▸ **Excerpts of location labeling data**:
-- begin --

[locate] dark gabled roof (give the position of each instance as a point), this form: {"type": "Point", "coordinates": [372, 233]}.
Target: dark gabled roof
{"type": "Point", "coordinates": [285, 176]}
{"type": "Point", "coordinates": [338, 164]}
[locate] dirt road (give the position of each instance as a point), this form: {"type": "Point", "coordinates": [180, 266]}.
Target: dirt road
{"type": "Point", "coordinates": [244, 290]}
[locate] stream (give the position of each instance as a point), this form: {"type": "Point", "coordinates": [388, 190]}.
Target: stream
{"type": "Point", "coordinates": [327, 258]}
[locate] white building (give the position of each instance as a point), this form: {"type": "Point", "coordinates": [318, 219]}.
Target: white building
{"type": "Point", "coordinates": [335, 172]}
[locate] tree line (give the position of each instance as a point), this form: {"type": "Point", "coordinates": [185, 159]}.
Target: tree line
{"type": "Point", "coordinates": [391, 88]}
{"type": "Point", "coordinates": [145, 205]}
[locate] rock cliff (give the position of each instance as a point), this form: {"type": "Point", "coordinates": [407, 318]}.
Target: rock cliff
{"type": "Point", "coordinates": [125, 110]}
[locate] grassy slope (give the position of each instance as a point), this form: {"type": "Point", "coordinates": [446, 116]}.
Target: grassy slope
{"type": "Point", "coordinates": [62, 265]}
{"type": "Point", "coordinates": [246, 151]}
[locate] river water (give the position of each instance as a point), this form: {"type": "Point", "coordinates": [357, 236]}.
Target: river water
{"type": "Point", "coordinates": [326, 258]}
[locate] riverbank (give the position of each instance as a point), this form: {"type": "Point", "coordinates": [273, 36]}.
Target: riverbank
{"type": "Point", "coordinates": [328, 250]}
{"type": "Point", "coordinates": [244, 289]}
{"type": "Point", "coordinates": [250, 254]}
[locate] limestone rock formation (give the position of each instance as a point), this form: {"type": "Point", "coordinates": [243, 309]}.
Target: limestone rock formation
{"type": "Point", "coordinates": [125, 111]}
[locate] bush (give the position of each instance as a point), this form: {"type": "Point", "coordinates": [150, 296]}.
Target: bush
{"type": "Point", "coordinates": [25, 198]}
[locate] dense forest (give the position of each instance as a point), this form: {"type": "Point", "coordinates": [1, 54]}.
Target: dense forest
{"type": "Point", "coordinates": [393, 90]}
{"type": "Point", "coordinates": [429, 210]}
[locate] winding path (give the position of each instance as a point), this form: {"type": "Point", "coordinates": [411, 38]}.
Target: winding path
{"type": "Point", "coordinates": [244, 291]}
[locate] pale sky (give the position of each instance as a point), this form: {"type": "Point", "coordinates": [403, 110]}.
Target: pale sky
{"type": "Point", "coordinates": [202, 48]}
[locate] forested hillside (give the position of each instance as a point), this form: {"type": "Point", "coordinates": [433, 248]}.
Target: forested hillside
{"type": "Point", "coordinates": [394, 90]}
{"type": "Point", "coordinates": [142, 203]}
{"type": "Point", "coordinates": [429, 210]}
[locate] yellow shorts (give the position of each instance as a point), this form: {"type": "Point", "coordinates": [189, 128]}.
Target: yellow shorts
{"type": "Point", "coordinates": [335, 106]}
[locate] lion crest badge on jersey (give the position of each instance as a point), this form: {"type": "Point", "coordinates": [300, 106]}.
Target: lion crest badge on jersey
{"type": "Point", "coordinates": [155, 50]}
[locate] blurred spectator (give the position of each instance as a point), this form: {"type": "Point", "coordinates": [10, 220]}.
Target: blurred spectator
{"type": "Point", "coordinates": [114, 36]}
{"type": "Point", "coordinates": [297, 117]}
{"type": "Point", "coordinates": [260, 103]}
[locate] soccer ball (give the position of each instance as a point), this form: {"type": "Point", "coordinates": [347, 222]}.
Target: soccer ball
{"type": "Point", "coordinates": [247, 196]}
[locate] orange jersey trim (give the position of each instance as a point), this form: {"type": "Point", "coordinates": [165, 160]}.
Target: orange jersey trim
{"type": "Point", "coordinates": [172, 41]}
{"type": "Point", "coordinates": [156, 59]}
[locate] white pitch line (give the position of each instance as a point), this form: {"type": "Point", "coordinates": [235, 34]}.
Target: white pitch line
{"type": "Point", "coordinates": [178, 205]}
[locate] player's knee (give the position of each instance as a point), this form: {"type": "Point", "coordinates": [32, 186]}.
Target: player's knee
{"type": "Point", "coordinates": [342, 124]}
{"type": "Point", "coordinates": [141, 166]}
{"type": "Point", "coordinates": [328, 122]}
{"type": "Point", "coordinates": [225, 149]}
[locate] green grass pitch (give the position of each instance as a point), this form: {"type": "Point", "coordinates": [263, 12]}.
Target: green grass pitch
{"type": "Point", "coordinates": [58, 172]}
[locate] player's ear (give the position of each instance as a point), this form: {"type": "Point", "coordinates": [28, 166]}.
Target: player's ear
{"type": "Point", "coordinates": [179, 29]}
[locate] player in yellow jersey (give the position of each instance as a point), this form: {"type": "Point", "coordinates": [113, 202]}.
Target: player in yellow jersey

-- end --

▸ **What is asked**: Please copy everything from the line containing "[locate] player in" down to the end of the material, replacing "yellow" with "red" and leaving all else unchanged.

▸ **Correct output**:
[locate] player in red jersey (give the position of each instance as a point), this form: {"type": "Point", "coordinates": [113, 202]}.
Target: player in red jersey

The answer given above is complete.